#### TASK PROMPT
Repeat the records below in their entirety, exactly.

#### DATA RECORDS
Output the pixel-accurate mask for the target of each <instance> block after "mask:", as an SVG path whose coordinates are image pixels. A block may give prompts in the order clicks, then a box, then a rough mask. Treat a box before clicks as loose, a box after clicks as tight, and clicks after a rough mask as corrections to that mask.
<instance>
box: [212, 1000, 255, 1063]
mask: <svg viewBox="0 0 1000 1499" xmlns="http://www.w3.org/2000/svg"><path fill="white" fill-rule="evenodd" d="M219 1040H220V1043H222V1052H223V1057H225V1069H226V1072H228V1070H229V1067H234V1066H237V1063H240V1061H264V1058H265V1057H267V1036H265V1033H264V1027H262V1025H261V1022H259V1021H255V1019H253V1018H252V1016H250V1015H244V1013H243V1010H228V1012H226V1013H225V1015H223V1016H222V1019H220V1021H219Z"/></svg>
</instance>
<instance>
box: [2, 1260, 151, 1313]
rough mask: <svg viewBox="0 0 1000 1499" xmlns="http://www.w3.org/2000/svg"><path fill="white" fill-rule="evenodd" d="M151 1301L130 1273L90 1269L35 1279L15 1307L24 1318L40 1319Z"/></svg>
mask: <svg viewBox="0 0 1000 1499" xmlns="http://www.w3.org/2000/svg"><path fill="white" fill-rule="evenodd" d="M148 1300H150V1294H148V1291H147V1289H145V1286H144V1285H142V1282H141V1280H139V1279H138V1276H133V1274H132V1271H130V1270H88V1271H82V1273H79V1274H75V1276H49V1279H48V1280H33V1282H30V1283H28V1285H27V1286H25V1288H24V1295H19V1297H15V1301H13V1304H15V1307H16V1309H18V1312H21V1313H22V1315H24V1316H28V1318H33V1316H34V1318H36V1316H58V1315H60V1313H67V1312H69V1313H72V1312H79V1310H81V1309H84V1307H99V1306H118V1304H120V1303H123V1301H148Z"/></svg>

#### WRITTEN ANSWER
Output the pixel-accurate mask for the target of each <instance> block after "mask:", as an SVG path whose coordinates are image pixels. A block may give prompts in the order clicks, then a box, then a rough mask. Treat a box before clicks as loose, a box after clicks as tight, and clicks after a rough mask as corrections to that mask.
<instance>
box: [212, 1000, 255, 1063]
mask: <svg viewBox="0 0 1000 1499" xmlns="http://www.w3.org/2000/svg"><path fill="white" fill-rule="evenodd" d="M219 1040H220V1043H222V1052H223V1057H225V1069H226V1072H228V1070H229V1067H234V1066H237V1063H240V1061H264V1058H265V1057H267V1036H265V1033H264V1027H262V1025H261V1022H259V1021H255V1019H253V1018H252V1016H250V1015H244V1013H243V1010H228V1012H226V1013H225V1015H223V1016H222V1019H220V1021H219Z"/></svg>
</instance>
<instance>
box: [2, 1260, 151, 1313]
rough mask: <svg viewBox="0 0 1000 1499" xmlns="http://www.w3.org/2000/svg"><path fill="white" fill-rule="evenodd" d="M151 1301L130 1273L90 1269L35 1279L15 1307L24 1318L40 1319Z"/></svg>
mask: <svg viewBox="0 0 1000 1499" xmlns="http://www.w3.org/2000/svg"><path fill="white" fill-rule="evenodd" d="M148 1300H150V1294H148V1291H147V1289H145V1286H144V1285H142V1282H141V1280H139V1279H138V1276H133V1274H132V1271H130V1270H88V1271H82V1273H79V1274H75V1276H49V1279H48V1280H33V1282H30V1283H28V1285H27V1286H25V1288H24V1295H19V1297H15V1301H13V1304H15V1307H16V1309H18V1312H21V1313H22V1315H24V1316H28V1318H33V1316H34V1318H36V1316H58V1315H60V1313H67V1312H69V1313H72V1312H79V1310H81V1309H84V1307H99V1306H118V1304H120V1303H123V1301H148Z"/></svg>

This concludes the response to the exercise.